Entries provided
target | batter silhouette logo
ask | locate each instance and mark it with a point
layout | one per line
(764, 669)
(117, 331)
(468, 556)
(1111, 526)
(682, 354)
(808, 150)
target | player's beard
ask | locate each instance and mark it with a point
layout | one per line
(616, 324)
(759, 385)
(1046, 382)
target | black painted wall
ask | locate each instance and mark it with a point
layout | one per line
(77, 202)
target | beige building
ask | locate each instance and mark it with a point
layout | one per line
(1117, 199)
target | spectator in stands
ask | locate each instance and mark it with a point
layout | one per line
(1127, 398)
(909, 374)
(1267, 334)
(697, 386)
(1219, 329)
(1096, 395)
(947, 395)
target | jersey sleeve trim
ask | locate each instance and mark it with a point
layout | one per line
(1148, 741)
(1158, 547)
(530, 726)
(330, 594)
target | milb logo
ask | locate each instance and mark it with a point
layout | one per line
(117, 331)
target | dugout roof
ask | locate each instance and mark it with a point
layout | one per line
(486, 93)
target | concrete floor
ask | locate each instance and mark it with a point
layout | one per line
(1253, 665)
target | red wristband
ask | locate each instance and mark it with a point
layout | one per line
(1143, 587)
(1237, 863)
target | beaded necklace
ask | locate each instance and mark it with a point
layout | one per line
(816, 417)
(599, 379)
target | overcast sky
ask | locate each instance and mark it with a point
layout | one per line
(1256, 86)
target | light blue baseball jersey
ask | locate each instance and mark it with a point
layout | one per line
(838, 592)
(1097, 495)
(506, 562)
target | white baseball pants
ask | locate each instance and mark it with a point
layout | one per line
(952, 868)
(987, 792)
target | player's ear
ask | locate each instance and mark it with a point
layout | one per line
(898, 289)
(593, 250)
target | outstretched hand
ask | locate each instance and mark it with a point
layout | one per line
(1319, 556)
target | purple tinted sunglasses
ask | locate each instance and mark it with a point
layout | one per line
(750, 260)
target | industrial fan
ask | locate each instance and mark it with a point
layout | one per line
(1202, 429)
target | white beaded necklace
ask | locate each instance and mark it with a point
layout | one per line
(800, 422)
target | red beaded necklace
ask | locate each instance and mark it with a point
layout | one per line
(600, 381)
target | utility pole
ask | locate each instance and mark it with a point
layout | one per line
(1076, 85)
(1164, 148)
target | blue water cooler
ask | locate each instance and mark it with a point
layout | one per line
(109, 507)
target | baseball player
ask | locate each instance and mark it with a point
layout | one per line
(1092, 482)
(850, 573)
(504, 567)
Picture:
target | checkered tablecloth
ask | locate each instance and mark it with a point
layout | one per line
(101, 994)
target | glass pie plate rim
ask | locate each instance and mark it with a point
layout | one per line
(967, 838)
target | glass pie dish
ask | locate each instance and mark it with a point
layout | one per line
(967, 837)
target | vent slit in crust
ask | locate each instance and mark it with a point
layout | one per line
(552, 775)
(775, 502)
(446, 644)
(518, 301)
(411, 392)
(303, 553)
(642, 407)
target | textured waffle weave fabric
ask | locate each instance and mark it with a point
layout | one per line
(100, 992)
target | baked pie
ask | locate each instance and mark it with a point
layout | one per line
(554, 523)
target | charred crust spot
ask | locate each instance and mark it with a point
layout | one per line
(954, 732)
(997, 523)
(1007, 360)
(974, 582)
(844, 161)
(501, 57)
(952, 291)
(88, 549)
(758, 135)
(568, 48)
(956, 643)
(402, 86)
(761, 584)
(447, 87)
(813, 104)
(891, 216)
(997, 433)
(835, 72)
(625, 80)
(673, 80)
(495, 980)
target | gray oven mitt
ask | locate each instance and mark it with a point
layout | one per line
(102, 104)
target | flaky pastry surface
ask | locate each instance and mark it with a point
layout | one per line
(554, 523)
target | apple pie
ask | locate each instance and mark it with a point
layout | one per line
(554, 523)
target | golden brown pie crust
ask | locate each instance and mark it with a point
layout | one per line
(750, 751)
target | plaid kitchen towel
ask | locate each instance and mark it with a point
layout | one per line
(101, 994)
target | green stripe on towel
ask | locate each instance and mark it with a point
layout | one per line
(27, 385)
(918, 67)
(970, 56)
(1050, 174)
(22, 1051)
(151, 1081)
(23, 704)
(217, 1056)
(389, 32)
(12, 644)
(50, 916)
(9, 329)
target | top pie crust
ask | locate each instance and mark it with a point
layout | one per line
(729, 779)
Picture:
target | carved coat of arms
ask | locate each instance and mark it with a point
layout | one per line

Given task
Rewrite all of the rows above, replacing every "locate" with "find" and keeping everything else the same.

Task solution
target | batter silhouette logo
ask | find each instance and mark it with a point
layout | one per line
(764, 669)
(117, 331)
(468, 556)
(1111, 526)
(682, 354)
(808, 150)
target | player's beard
ask | find each instance and mark it with a point
layout | one per line
(616, 324)
(759, 385)
(1046, 382)
target | black painted wall
ask | find each instance and mark it with a point
layout | one per line
(77, 202)
target | beige building
ask | find each instance and mark it with a point
layout | one per line
(1117, 199)
target | spectator in stands
ask | find each instance and mark it with a point
layout | one per line
(1127, 398)
(909, 374)
(1267, 334)
(697, 386)
(1219, 329)
(1096, 395)
(947, 395)
target | jersey sleeve trim
ask | find each instance and mark it with a point
layout | one per line
(1148, 741)
(1158, 547)
(530, 726)
(330, 594)
target | milb logo
ask | find each instance and mark it with a point
layout | one per line
(117, 331)
target | dugout roof
ask | find each instance and mark it with a point
layout | one per line
(486, 93)
target | concrete floor
ask | find each instance and mark it with a point
layout | one per line
(1253, 665)
target | red wristband
ask | find each instance and mark it with a point
layout | one per line
(1143, 587)
(1237, 863)
target | beaded necklace
ask | find each instance and mark it with a point
layout | one per line
(816, 417)
(599, 379)
target | overcast sky
ask | find each instance and mark it with a point
layout | one per line
(1256, 86)
target | light blue baseball jersey
ask | find each instance and mark it with a point
layout | one per line
(838, 592)
(1097, 495)
(506, 562)
target | white baseball pants
ask | find each instance and mark it with a point
layout | one per line
(952, 868)
(987, 792)
target | player's ear
ask | find each instance and mark it with a point
layout | one per line
(898, 289)
(593, 250)
target | outstretched hand
ask | find each instance and mark it with a point
layout | one per line
(1319, 556)
target | purple tinted sunglasses
ask | find each instance and mark it with a point
layout | one per line
(750, 260)
target | industrial fan
ask | find each instance and mark it with a point
layout | one per line
(1202, 429)
target | white beaded necklace
ask | find each instance and mark it with a point
layout | one per line
(800, 422)
target | red beaded necklace
ask | find each instance and mark it with a point
layout | one per line
(600, 381)
target | utility pole
ask | find each instance and mark it with a point
layout | one per line
(1076, 85)
(1164, 148)
target | blue water cooler
ask | find each instance and mark it with a point
layout | one per line
(109, 507)
target | baseball player
ask | find each instance and mark it with a point
layout | one per line
(1092, 482)
(850, 573)
(504, 567)
Picture:
target | checkered tablecloth
ask | find each instance and mark it with a point
layout | one per line
(101, 994)
target | glass pie plate rim
ask | find each instance and mark it with a point
layout | one per line
(967, 838)
target | glass pie dish
ask | find each instance and mark it with a point
layout | one per line
(967, 837)
target | vent slit in crust
ask | find each instance and mark it with a point
layout | one per line
(552, 775)
(775, 502)
(446, 644)
(518, 301)
(411, 392)
(303, 553)
(642, 407)
target | textured waffle weave fabric
ask | find each instance and mark it with a point
layout | one per line
(100, 992)
target | baked pie
ask | find each instance and mark it with a point
layout | one per line
(554, 523)
target | charred crust spot
ask | find each instance and mark it with a point
layout | one per line
(954, 732)
(997, 523)
(1007, 360)
(974, 582)
(844, 161)
(501, 57)
(952, 291)
(88, 549)
(758, 135)
(568, 48)
(956, 643)
(402, 86)
(761, 584)
(447, 87)
(813, 104)
(891, 216)
(997, 433)
(835, 72)
(625, 80)
(673, 80)
(495, 980)
target | gray oven mitt
ask | find each instance and mark it with a point
layout | one per line
(102, 104)
target | flaky pastry surface
ask | find each instance and mark it with a point
layout | one per line
(554, 523)
target | apple pie
ask | find each instance and mark it with a point
layout | one per line
(554, 523)
target | golden brown pie crust
ask | find each instance and mark it with a point
layout | one per line
(750, 751)
target | plaid kitchen towel
ask | find each instance and mark it with a point
layout | one per line
(101, 994)
target | green stripe on towel
ask | find each instance and mark it with a point
layout | one per line
(27, 385)
(918, 67)
(970, 56)
(1050, 174)
(22, 1051)
(151, 1081)
(23, 704)
(217, 1056)
(389, 32)
(12, 644)
(50, 916)
(9, 329)
target | top pie crust
ask | find each instance and mark it with a point
layout | one per line
(729, 779)
Picture:
target | carved coat of arms
ask | find each instance and mark it with a point
layout | one per line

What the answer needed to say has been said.